### [WHAT IS REQUIRED]
Extract the lines from the first line of the records below through the line containing "Return the mask of every instance of the car", inclusive, and reproduce them exactly as written.

(Stored data entries)
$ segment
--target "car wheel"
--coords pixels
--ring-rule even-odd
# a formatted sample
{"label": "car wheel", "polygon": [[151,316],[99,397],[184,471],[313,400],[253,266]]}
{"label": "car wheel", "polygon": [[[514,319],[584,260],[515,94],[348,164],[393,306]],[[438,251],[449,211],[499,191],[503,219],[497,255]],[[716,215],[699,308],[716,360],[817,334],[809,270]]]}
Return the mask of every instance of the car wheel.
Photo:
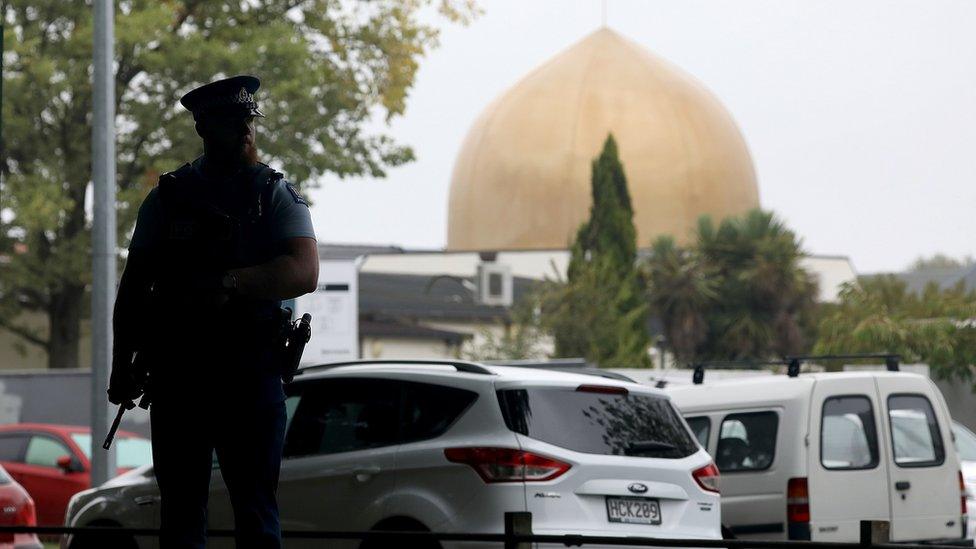
{"label": "car wheel", "polygon": [[[372,528],[372,531],[429,532],[430,529],[414,519],[394,517],[381,521]],[[359,549],[383,549],[385,547],[390,547],[389,540],[365,540],[359,545]],[[441,544],[437,540],[411,539],[406,541],[397,540],[396,547],[403,549],[441,549]]]}
{"label": "car wheel", "polygon": [[[118,528],[120,524],[108,521],[96,521],[85,526],[102,526],[107,528]],[[112,547],[114,549],[139,549],[139,544],[135,538],[121,536],[99,536],[98,534],[80,534],[71,539],[68,549],[104,549]]]}

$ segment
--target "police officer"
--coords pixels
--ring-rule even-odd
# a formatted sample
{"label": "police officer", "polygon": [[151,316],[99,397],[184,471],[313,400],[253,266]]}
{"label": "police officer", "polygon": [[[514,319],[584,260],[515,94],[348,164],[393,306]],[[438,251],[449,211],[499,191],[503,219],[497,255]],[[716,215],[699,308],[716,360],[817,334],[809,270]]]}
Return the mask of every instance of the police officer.
{"label": "police officer", "polygon": [[237,547],[281,546],[275,335],[281,300],[315,289],[318,252],[308,204],[257,160],[259,86],[236,76],[180,100],[204,152],[140,207],[115,304],[109,400],[152,397],[164,549],[204,547],[214,453]]}

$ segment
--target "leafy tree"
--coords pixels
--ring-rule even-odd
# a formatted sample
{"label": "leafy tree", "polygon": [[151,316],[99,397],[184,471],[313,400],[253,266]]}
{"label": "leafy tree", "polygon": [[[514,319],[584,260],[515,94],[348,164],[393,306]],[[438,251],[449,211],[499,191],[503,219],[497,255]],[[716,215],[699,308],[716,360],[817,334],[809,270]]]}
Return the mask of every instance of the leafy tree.
{"label": "leafy tree", "polygon": [[754,210],[699,220],[687,249],[659,239],[645,260],[648,301],[679,361],[771,358],[803,350],[817,285],[799,239]]}
{"label": "leafy tree", "polygon": [[817,284],[800,267],[803,250],[792,231],[761,210],[717,228],[706,217],[697,246],[721,296],[708,315],[704,357],[766,358],[803,349],[802,317],[814,311]]}
{"label": "leafy tree", "polygon": [[697,250],[659,237],[642,265],[651,313],[664,328],[666,345],[679,363],[693,361],[708,337],[708,313],[719,301],[718,281]]}
{"label": "leafy tree", "polygon": [[557,356],[602,367],[649,367],[647,305],[635,266],[634,211],[613,136],[593,161],[590,218],[573,243],[565,284],[543,296],[542,324]]}
{"label": "leafy tree", "polygon": [[511,310],[510,321],[501,335],[482,330],[481,341],[473,344],[461,356],[468,360],[525,360],[542,359],[548,354],[548,337],[539,324],[539,294],[530,293]]}
{"label": "leafy tree", "polygon": [[960,283],[921,295],[894,275],[862,277],[844,286],[840,302],[820,322],[814,352],[892,352],[923,362],[944,378],[973,380],[976,292]]}
{"label": "leafy tree", "polygon": [[[118,219],[122,242],[160,173],[200,154],[178,104],[215,78],[263,78],[263,157],[298,185],[326,173],[383,176],[409,147],[366,130],[401,115],[437,30],[473,0],[120,0],[115,86]],[[4,0],[7,30],[0,153],[0,326],[43,348],[50,367],[79,363],[90,283],[92,8],[90,2]],[[46,315],[46,329],[22,312]]]}

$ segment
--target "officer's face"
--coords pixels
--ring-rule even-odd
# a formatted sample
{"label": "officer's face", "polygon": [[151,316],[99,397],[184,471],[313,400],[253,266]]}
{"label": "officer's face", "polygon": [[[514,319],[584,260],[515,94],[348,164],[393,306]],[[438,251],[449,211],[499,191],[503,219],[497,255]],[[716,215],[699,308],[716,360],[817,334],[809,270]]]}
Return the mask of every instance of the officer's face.
{"label": "officer's face", "polygon": [[201,130],[208,154],[246,164],[257,162],[253,116],[212,118],[205,121]]}

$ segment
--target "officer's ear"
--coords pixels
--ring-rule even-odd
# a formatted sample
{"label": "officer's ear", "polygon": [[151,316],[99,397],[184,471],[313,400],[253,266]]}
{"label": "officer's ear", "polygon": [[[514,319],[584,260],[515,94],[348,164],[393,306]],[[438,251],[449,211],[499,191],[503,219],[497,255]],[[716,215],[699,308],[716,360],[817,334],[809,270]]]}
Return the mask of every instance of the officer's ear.
{"label": "officer's ear", "polygon": [[197,120],[197,123],[194,124],[193,127],[196,128],[197,135],[199,135],[203,139],[207,139],[207,135],[209,134],[208,130],[210,128],[207,126],[207,121],[205,118]]}

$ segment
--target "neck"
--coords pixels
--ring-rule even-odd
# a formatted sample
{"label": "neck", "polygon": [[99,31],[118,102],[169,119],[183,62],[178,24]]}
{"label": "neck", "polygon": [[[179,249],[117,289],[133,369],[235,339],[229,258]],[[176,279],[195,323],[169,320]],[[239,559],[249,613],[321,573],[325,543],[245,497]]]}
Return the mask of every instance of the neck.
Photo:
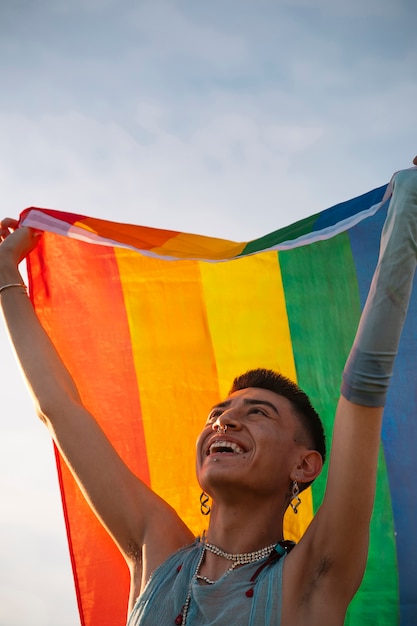
{"label": "neck", "polygon": [[[246,504],[213,502],[205,539],[230,554],[253,553],[282,540],[282,523],[283,514],[277,511],[276,505],[268,509],[264,503],[256,509]],[[198,574],[207,582],[218,580],[230,570],[230,560],[206,550]]]}
{"label": "neck", "polygon": [[213,502],[206,538],[226,552],[252,552],[283,538],[283,517],[276,504]]}

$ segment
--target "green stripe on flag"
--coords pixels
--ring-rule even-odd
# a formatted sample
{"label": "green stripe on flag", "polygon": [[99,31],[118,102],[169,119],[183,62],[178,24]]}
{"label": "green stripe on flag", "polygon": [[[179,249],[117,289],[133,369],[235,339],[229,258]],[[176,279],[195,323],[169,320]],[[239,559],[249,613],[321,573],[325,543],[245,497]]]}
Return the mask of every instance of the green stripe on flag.
{"label": "green stripe on flag", "polygon": [[[282,281],[297,379],[323,420],[328,449],[341,373],[360,316],[355,265],[348,233],[280,252]],[[313,505],[322,501],[327,466],[313,485]],[[380,455],[368,567],[346,626],[397,623],[398,581],[394,525],[383,454]],[[381,571],[381,553],[384,567]],[[378,589],[370,597],[368,588]]]}
{"label": "green stripe on flag", "polygon": [[239,256],[253,254],[254,252],[259,252],[260,250],[268,250],[283,241],[292,241],[293,239],[298,239],[298,237],[307,235],[312,232],[314,224],[317,221],[317,217],[318,215],[311,215],[310,217],[300,220],[295,224],[290,224],[290,226],[280,228],[279,230],[269,233],[264,237],[249,241]]}

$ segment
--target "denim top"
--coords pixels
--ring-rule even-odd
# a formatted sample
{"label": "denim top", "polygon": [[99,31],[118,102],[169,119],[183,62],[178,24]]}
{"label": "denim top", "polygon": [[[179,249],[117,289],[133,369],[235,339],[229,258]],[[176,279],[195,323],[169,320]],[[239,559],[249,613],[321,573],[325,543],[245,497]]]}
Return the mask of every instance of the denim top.
{"label": "denim top", "polygon": [[285,555],[264,567],[255,583],[250,581],[251,577],[268,557],[242,565],[213,585],[205,585],[194,578],[202,549],[196,540],[154,571],[136,601],[127,626],[174,626],[182,613],[190,581],[187,626],[280,626]]}

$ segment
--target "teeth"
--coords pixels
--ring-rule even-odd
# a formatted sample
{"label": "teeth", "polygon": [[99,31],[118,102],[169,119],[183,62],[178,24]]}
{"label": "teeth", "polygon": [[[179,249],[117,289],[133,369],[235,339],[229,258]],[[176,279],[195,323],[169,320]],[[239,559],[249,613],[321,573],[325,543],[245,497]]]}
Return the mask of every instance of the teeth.
{"label": "teeth", "polygon": [[216,452],[217,448],[228,448],[230,449],[231,452],[234,452],[235,454],[243,454],[244,450],[242,450],[242,448],[240,446],[237,445],[237,443],[234,443],[233,441],[215,441],[214,443],[211,444],[210,448],[209,448],[209,453],[213,453]]}

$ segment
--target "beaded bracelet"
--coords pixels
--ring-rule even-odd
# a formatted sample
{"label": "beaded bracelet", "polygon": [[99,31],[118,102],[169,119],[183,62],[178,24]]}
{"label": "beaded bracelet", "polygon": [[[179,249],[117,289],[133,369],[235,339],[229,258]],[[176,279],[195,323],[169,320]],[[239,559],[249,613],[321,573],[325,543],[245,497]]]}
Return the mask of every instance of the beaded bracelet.
{"label": "beaded bracelet", "polygon": [[8,283],[7,285],[3,285],[0,287],[0,293],[5,289],[10,289],[10,287],[21,287],[25,293],[27,293],[28,288],[24,283]]}

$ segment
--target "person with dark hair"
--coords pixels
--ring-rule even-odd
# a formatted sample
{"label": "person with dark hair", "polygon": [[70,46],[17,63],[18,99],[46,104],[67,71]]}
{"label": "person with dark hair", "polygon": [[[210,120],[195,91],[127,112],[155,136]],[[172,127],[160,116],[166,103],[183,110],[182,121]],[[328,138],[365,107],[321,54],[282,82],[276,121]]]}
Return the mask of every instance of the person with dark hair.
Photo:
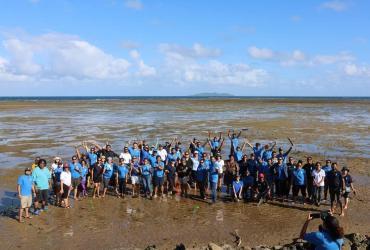
{"label": "person with dark hair", "polygon": [[93,199],[95,199],[96,196],[100,198],[100,184],[103,180],[103,166],[103,160],[99,158],[97,162],[94,163],[91,171],[91,178],[94,182]]}
{"label": "person with dark hair", "polygon": [[262,203],[266,202],[271,196],[270,187],[265,180],[265,175],[263,173],[258,175],[258,181],[255,184],[254,192],[258,201],[257,206],[262,205]]}
{"label": "person with dark hair", "polygon": [[197,186],[199,187],[200,198],[206,199],[206,188],[208,183],[208,169],[209,166],[204,163],[204,159],[199,161],[199,166],[197,169]]}
{"label": "person with dark hair", "polygon": [[72,162],[69,163],[69,169],[72,174],[72,186],[75,188],[73,190],[73,199],[78,201],[78,197],[80,195],[80,191],[78,187],[81,184],[81,169],[82,165],[78,162],[77,156],[72,156]]}
{"label": "person with dark hair", "polygon": [[72,189],[73,186],[70,165],[67,162],[65,162],[63,164],[63,172],[60,174],[60,191],[59,191],[63,199],[62,203],[64,204],[64,208],[70,208],[69,193],[71,192]]}
{"label": "person with dark hair", "polygon": [[[278,162],[274,166],[275,168],[275,186],[276,186],[276,196],[284,201],[286,196],[287,181],[288,181],[288,168],[284,163],[282,157],[278,158]],[[288,198],[288,197],[286,197]]]}
{"label": "person with dark hair", "polygon": [[326,160],[326,164],[322,167],[322,170],[325,172],[324,201],[327,201],[329,191],[328,174],[332,171],[331,160]]}
{"label": "person with dark hair", "polygon": [[308,201],[312,202],[313,197],[313,177],[312,171],[315,169],[315,164],[313,163],[312,157],[308,156],[306,159],[306,164],[304,164],[303,169],[306,171],[307,176],[307,198]]}
{"label": "person with dark hair", "polygon": [[[32,171],[32,180],[35,183],[35,214],[39,215],[40,211],[48,210],[49,187],[51,186],[51,173],[46,167],[46,161],[40,159],[38,166]],[[41,202],[42,208],[39,207]]]}
{"label": "person with dark hair", "polygon": [[191,168],[187,166],[186,158],[182,158],[181,162],[177,165],[177,176],[179,178],[180,187],[181,187],[181,196],[188,197],[189,189],[189,175]]}
{"label": "person with dark hair", "polygon": [[28,213],[28,209],[32,205],[32,194],[35,195],[35,186],[32,182],[31,176],[32,170],[31,168],[26,168],[24,170],[24,175],[18,177],[17,181],[17,191],[18,191],[18,198],[20,200],[21,206],[19,207],[19,222],[23,221],[23,210],[26,213],[25,218],[32,218],[31,215]]}
{"label": "person with dark hair", "polygon": [[334,201],[336,201],[336,205],[340,206],[340,215],[344,216],[343,213],[343,205],[341,201],[341,194],[343,190],[343,180],[342,174],[338,170],[338,164],[333,162],[331,164],[332,170],[328,173],[327,182],[329,187],[329,194],[330,194],[330,212],[334,214]]}
{"label": "person with dark hair", "polygon": [[343,197],[344,197],[344,207],[343,209],[346,210],[348,208],[349,203],[349,194],[353,191],[356,194],[356,189],[353,187],[353,180],[352,177],[349,175],[349,169],[344,167],[342,169],[342,176],[343,176]]}
{"label": "person with dark hair", "polygon": [[321,169],[321,163],[316,162],[315,169],[312,171],[313,177],[313,201],[316,206],[320,206],[321,193],[325,186],[325,171]]}
{"label": "person with dark hair", "polygon": [[301,191],[304,204],[306,199],[307,176],[306,171],[302,168],[301,160],[298,161],[297,168],[293,171],[292,183],[293,183],[293,201],[296,201],[298,193],[299,191]]}
{"label": "person with dark hair", "polygon": [[316,250],[340,250],[344,242],[343,227],[339,225],[338,219],[331,214],[320,217],[323,223],[319,226],[319,231],[306,233],[308,224],[313,219],[313,216],[308,214],[300,238],[309,242]]}

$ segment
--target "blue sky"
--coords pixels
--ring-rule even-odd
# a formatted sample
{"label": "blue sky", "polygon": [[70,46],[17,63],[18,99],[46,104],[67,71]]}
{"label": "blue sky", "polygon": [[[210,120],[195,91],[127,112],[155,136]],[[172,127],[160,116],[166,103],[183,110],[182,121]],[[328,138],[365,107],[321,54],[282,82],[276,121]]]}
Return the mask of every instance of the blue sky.
{"label": "blue sky", "polygon": [[370,2],[0,1],[2,96],[369,96]]}

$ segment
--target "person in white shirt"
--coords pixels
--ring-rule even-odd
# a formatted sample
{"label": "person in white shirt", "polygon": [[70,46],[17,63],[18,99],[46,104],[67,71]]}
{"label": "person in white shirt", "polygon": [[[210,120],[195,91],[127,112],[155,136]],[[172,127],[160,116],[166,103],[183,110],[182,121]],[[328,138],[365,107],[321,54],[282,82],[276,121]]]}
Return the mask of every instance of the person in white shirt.
{"label": "person in white shirt", "polygon": [[321,193],[325,186],[325,171],[321,169],[320,162],[316,162],[316,169],[312,171],[313,177],[313,201],[320,206]]}
{"label": "person in white shirt", "polygon": [[68,197],[71,190],[72,190],[72,175],[71,171],[69,171],[69,164],[66,162],[63,164],[63,172],[60,174],[60,194],[63,199],[64,208],[70,208]]}
{"label": "person in white shirt", "polygon": [[218,183],[217,183],[217,191],[219,192],[221,191],[221,187],[222,187],[224,166],[225,166],[225,162],[224,160],[222,160],[221,155],[218,154],[216,156],[216,168],[218,169],[218,175],[219,175]]}
{"label": "person in white shirt", "polygon": [[161,157],[161,161],[165,162],[167,159],[167,150],[163,148],[161,144],[158,146],[157,155]]}
{"label": "person in white shirt", "polygon": [[123,152],[119,156],[120,159],[123,159],[124,164],[129,164],[132,160],[131,154],[128,152],[128,147],[123,148]]}

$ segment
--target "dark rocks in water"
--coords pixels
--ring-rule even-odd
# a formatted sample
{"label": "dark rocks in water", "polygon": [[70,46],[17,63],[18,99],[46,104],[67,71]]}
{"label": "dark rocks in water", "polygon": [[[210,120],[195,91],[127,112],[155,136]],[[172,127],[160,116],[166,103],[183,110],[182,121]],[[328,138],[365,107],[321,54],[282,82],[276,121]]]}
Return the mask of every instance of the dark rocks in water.
{"label": "dark rocks in water", "polygon": [[185,247],[185,245],[184,245],[184,244],[182,244],[182,243],[178,244],[178,245],[175,247],[175,250],[185,250],[185,249],[186,249],[186,247]]}
{"label": "dark rocks in water", "polygon": [[150,245],[145,248],[145,250],[153,250],[153,249],[157,249],[155,245]]}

### [SOLUTION TO THE PROBLEM]
$ segment
--target "car wheel"
--coords pixels
--ring-rule even-odd
# a formatted sample
{"label": "car wheel", "polygon": [[151,316],[99,397],[184,471],[313,400],[253,266]]}
{"label": "car wheel", "polygon": [[[514,319],[584,260],[515,94],[348,164],[393,306]],[[438,251],[449,211],[499,191],[503,219],[497,255]],[[716,215],[699,308],[716,360],[817,334],[809,270]]]}
Return the mask of every instance of the car wheel.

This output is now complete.